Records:
◇ ◇ ◇
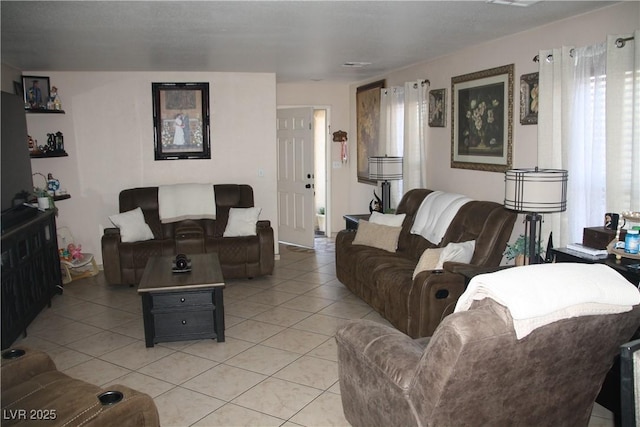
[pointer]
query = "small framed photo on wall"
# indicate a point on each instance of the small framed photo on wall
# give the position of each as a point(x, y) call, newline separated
point(437, 108)
point(36, 92)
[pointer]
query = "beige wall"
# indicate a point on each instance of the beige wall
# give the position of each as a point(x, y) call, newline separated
point(518, 49)
point(108, 133)
point(334, 97)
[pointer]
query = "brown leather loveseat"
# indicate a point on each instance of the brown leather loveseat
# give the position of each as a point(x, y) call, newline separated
point(384, 280)
point(240, 257)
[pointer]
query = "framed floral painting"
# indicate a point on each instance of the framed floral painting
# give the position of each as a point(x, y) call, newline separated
point(181, 121)
point(482, 120)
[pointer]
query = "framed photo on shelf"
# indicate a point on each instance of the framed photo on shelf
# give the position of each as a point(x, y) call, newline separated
point(529, 99)
point(368, 126)
point(36, 92)
point(437, 108)
point(181, 121)
point(482, 120)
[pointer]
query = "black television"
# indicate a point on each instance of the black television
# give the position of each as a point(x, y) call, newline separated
point(14, 153)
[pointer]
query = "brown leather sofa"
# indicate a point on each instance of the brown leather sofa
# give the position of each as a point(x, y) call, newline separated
point(384, 279)
point(475, 372)
point(240, 257)
point(34, 392)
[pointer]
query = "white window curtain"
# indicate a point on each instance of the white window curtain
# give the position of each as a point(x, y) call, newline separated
point(403, 118)
point(415, 121)
point(588, 124)
point(392, 132)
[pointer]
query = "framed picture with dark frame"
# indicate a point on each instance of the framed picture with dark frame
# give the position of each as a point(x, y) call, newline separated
point(482, 120)
point(437, 108)
point(35, 92)
point(368, 127)
point(181, 121)
point(529, 99)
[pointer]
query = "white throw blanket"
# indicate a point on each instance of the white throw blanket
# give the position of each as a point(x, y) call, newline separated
point(186, 201)
point(436, 213)
point(537, 295)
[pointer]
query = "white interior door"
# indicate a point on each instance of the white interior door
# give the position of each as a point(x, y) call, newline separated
point(296, 212)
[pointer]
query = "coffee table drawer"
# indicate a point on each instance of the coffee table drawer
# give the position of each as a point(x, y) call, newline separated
point(184, 324)
point(182, 299)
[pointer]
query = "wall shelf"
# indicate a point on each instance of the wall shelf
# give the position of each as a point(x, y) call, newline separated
point(43, 111)
point(47, 155)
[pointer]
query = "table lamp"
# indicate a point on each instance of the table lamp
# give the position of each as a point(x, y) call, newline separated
point(534, 192)
point(385, 169)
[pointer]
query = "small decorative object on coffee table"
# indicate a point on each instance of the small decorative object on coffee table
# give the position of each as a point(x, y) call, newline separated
point(180, 307)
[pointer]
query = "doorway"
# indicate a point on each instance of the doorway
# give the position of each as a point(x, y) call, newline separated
point(302, 172)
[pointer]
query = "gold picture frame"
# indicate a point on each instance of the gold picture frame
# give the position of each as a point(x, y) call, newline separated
point(529, 99)
point(482, 120)
point(368, 127)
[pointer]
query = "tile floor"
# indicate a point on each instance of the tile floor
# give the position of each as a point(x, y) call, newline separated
point(278, 366)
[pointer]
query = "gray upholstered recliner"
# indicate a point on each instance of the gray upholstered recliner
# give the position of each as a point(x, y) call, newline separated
point(473, 371)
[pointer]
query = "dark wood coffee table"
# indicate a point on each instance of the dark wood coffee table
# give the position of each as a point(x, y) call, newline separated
point(182, 306)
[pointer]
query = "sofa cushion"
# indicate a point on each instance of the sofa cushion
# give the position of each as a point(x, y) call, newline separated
point(132, 226)
point(378, 236)
point(242, 222)
point(457, 252)
point(428, 260)
point(387, 219)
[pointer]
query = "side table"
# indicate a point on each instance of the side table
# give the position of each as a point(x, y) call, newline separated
point(351, 220)
point(623, 266)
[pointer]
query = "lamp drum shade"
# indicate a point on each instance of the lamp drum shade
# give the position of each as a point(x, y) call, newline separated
point(385, 168)
point(536, 190)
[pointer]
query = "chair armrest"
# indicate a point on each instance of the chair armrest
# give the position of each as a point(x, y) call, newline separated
point(110, 243)
point(388, 351)
point(32, 363)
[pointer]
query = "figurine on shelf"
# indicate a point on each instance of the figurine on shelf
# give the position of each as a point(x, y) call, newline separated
point(75, 251)
point(53, 185)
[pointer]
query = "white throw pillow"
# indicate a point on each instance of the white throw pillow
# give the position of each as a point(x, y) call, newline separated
point(428, 260)
point(377, 236)
point(242, 222)
point(387, 219)
point(458, 252)
point(132, 226)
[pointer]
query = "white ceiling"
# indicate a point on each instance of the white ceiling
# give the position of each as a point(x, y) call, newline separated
point(297, 40)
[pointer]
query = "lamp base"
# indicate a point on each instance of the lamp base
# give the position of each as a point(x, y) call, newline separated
point(533, 231)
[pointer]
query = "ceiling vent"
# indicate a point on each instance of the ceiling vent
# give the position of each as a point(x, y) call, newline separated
point(521, 3)
point(355, 64)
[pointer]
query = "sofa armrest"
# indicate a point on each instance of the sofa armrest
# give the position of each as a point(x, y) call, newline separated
point(110, 243)
point(386, 350)
point(434, 296)
point(267, 246)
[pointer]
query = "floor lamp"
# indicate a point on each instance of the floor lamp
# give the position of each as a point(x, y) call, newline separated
point(385, 169)
point(534, 192)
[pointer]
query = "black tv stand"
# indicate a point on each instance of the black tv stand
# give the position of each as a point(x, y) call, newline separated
point(30, 272)
point(16, 215)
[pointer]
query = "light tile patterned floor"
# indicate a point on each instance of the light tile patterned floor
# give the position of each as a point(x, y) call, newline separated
point(278, 366)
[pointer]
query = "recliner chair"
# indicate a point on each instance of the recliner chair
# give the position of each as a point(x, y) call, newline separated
point(474, 371)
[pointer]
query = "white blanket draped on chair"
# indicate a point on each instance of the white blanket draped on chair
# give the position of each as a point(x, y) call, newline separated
point(436, 213)
point(178, 202)
point(537, 295)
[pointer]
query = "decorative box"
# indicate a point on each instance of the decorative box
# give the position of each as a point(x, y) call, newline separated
point(600, 237)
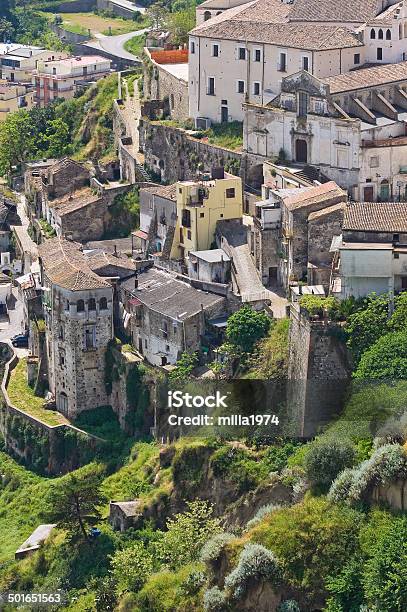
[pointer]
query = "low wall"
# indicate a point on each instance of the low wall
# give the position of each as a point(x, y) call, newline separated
point(48, 449)
point(175, 155)
point(75, 6)
point(69, 37)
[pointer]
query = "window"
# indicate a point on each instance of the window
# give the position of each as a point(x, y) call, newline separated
point(282, 64)
point(90, 336)
point(302, 104)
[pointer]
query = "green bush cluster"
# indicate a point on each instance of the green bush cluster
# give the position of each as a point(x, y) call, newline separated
point(385, 465)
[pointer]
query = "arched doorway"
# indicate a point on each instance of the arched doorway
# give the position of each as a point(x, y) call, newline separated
point(301, 151)
point(384, 191)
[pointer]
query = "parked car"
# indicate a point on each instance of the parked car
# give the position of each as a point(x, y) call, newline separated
point(20, 340)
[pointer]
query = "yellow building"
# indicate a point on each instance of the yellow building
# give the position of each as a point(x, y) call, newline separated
point(13, 97)
point(200, 205)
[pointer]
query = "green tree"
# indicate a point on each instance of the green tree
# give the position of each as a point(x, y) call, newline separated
point(74, 501)
point(16, 141)
point(385, 573)
point(386, 358)
point(180, 23)
point(58, 139)
point(366, 326)
point(158, 15)
point(131, 567)
point(187, 533)
point(183, 369)
point(245, 327)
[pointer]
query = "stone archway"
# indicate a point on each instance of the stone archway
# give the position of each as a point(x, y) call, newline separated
point(301, 151)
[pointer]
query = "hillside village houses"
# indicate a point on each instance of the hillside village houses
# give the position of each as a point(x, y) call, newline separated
point(242, 54)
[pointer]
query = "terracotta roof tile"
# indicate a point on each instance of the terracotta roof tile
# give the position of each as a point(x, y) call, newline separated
point(376, 217)
point(66, 265)
point(367, 77)
point(312, 195)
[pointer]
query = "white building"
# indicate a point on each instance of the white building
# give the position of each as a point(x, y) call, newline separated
point(60, 79)
point(351, 127)
point(242, 54)
point(19, 61)
point(373, 249)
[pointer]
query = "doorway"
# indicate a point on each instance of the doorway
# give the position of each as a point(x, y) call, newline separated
point(301, 151)
point(368, 194)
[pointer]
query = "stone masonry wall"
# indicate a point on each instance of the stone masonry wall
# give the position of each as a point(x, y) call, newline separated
point(318, 371)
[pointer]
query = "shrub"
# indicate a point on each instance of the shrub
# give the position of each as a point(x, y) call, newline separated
point(326, 459)
point(215, 600)
point(213, 547)
point(386, 358)
point(387, 463)
point(260, 514)
point(255, 563)
point(289, 605)
point(131, 567)
point(187, 533)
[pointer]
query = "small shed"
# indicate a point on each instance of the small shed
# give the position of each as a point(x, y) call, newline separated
point(34, 542)
point(123, 515)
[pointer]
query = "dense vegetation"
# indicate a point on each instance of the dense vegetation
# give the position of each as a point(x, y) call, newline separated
point(81, 127)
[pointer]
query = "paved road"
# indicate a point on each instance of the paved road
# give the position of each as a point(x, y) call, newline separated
point(115, 44)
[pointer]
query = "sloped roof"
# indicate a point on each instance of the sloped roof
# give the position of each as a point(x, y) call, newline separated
point(366, 77)
point(71, 202)
point(66, 265)
point(267, 21)
point(347, 11)
point(165, 294)
point(312, 195)
point(376, 217)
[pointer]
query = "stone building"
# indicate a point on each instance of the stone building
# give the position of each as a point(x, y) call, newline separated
point(167, 316)
point(78, 312)
point(373, 249)
point(158, 215)
point(351, 127)
point(242, 54)
point(165, 83)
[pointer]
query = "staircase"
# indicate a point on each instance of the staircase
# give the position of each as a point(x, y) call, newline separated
point(311, 174)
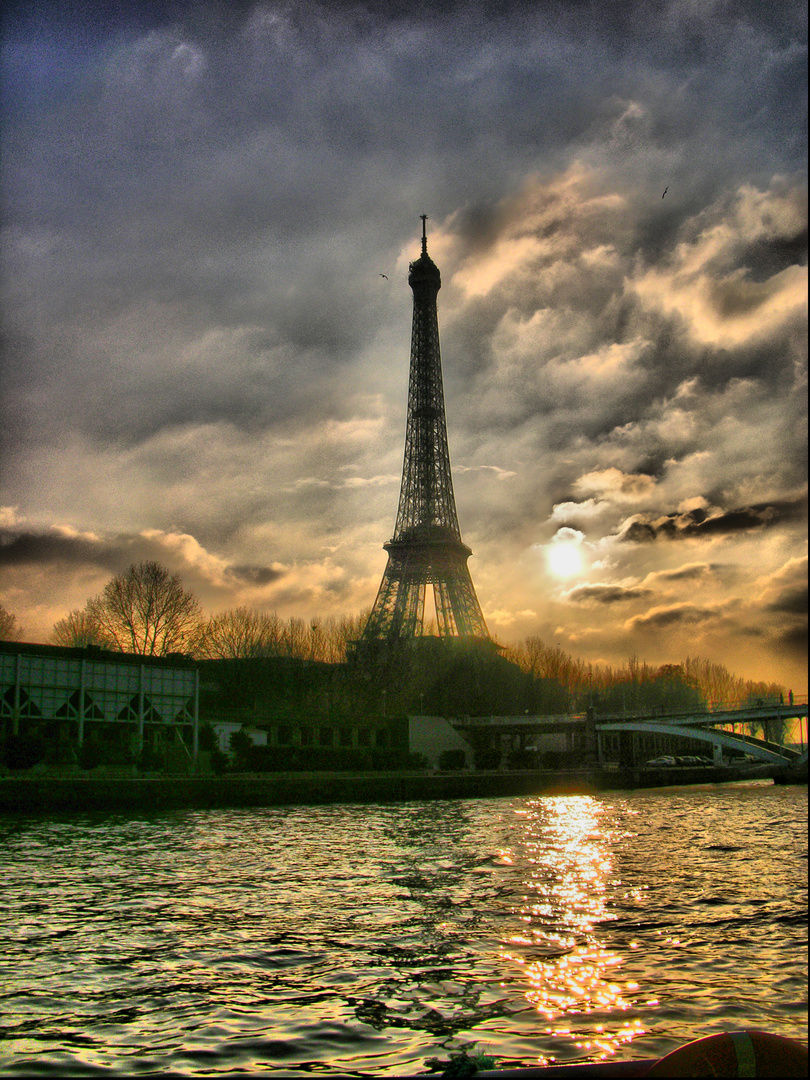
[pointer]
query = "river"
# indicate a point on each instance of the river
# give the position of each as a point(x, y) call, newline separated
point(367, 939)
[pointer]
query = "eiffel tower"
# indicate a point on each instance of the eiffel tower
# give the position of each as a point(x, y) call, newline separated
point(427, 547)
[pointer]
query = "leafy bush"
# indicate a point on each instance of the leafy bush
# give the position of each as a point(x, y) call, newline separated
point(451, 759)
point(91, 754)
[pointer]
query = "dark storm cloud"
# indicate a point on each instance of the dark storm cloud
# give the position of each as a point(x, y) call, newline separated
point(30, 549)
point(607, 594)
point(699, 523)
point(199, 200)
point(256, 575)
point(791, 602)
point(794, 642)
point(27, 549)
point(673, 616)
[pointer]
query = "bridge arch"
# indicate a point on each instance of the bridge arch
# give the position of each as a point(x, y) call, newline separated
point(757, 747)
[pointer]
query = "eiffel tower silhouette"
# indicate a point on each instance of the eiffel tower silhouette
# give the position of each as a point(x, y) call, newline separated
point(427, 547)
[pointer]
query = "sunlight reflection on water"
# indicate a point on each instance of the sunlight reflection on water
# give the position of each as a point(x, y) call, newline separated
point(565, 861)
point(368, 939)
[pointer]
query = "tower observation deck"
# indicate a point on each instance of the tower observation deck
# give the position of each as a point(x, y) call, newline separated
point(427, 547)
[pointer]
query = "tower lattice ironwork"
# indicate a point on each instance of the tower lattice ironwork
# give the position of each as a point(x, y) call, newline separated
point(427, 547)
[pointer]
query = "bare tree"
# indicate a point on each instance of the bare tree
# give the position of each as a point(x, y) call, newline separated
point(10, 629)
point(241, 633)
point(78, 629)
point(147, 610)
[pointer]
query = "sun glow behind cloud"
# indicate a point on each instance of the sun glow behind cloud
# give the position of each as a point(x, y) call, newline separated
point(207, 364)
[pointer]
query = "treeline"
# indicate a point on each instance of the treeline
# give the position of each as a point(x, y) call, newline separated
point(147, 610)
point(636, 685)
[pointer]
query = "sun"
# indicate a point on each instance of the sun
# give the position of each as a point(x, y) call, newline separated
point(564, 558)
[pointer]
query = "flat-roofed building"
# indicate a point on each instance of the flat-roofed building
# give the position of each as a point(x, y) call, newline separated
point(73, 697)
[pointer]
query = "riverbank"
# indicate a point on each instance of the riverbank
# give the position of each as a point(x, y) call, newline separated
point(40, 793)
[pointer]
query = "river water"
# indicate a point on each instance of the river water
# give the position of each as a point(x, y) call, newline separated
point(365, 940)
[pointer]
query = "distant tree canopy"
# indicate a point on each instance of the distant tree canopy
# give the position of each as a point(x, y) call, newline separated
point(147, 610)
point(243, 634)
point(79, 629)
point(10, 629)
point(144, 610)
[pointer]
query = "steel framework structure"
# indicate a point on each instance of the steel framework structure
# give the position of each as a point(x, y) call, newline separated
point(427, 547)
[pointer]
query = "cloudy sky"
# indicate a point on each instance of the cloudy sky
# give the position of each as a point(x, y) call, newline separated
point(203, 365)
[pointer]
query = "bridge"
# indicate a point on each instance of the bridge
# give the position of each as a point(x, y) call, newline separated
point(712, 726)
point(716, 726)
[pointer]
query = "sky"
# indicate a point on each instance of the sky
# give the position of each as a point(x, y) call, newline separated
point(204, 366)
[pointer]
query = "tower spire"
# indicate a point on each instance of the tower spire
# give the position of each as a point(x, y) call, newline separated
point(427, 547)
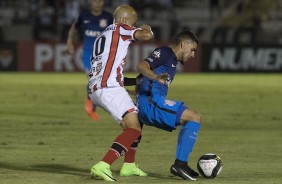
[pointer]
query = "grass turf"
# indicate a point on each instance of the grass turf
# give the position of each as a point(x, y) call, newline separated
point(46, 136)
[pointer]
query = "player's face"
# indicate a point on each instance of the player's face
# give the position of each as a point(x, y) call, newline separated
point(188, 50)
point(97, 5)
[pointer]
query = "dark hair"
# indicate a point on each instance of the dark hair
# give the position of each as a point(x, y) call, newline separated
point(185, 35)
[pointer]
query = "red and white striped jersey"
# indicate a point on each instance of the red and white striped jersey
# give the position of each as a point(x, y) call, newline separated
point(109, 52)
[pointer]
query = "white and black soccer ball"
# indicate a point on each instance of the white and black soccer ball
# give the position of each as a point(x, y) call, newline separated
point(209, 165)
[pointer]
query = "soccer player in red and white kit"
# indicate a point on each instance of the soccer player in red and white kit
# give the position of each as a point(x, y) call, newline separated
point(106, 89)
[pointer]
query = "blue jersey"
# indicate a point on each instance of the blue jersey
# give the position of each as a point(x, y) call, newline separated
point(91, 26)
point(161, 60)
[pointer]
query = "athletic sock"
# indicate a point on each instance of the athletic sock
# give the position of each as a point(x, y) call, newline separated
point(186, 140)
point(121, 145)
point(129, 157)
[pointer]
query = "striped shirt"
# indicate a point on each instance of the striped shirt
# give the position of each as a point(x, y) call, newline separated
point(109, 53)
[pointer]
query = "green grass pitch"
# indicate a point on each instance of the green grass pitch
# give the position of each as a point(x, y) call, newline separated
point(47, 138)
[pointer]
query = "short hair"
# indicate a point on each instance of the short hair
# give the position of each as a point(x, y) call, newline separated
point(185, 35)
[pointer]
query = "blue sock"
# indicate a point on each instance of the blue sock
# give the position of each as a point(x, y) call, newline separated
point(186, 140)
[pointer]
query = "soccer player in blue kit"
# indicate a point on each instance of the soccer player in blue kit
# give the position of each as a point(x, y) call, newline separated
point(157, 72)
point(91, 23)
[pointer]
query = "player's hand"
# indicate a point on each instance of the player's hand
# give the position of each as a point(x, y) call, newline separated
point(131, 92)
point(69, 48)
point(163, 78)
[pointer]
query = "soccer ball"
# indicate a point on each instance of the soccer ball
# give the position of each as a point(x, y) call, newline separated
point(209, 165)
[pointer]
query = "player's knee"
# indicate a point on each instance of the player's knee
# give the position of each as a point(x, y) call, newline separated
point(196, 117)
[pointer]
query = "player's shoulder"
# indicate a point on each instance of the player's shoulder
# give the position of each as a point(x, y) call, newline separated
point(125, 26)
point(107, 14)
point(85, 13)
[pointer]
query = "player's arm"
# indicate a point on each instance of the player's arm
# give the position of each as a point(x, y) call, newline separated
point(145, 69)
point(69, 46)
point(145, 33)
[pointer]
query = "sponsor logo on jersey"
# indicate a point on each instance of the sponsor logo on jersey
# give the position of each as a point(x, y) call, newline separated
point(157, 53)
point(97, 58)
point(110, 28)
point(103, 23)
point(98, 68)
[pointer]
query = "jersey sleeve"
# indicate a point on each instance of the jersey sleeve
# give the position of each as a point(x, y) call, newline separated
point(127, 32)
point(159, 56)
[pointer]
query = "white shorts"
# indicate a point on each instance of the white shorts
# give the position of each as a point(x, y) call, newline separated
point(115, 101)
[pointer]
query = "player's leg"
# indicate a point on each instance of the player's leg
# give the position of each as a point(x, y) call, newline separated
point(89, 107)
point(186, 141)
point(129, 167)
point(120, 106)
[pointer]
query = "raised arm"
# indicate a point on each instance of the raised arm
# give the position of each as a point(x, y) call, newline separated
point(145, 33)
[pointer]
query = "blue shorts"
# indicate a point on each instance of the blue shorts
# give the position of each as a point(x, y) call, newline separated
point(160, 112)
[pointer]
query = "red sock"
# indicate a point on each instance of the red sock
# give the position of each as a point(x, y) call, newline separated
point(121, 145)
point(129, 157)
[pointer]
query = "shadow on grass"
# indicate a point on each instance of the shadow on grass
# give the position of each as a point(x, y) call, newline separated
point(66, 169)
point(49, 168)
point(154, 175)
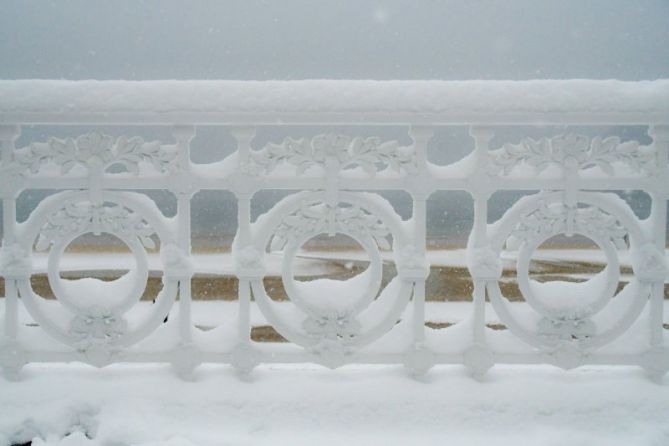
◇ ◇ ◇
Locate each line in the records above that contains the string "framework", and copy every such line in full.

EXERCISE OUTPUT:
query = "steel framework structure"
# indicate a point on each instance of the steel framework structure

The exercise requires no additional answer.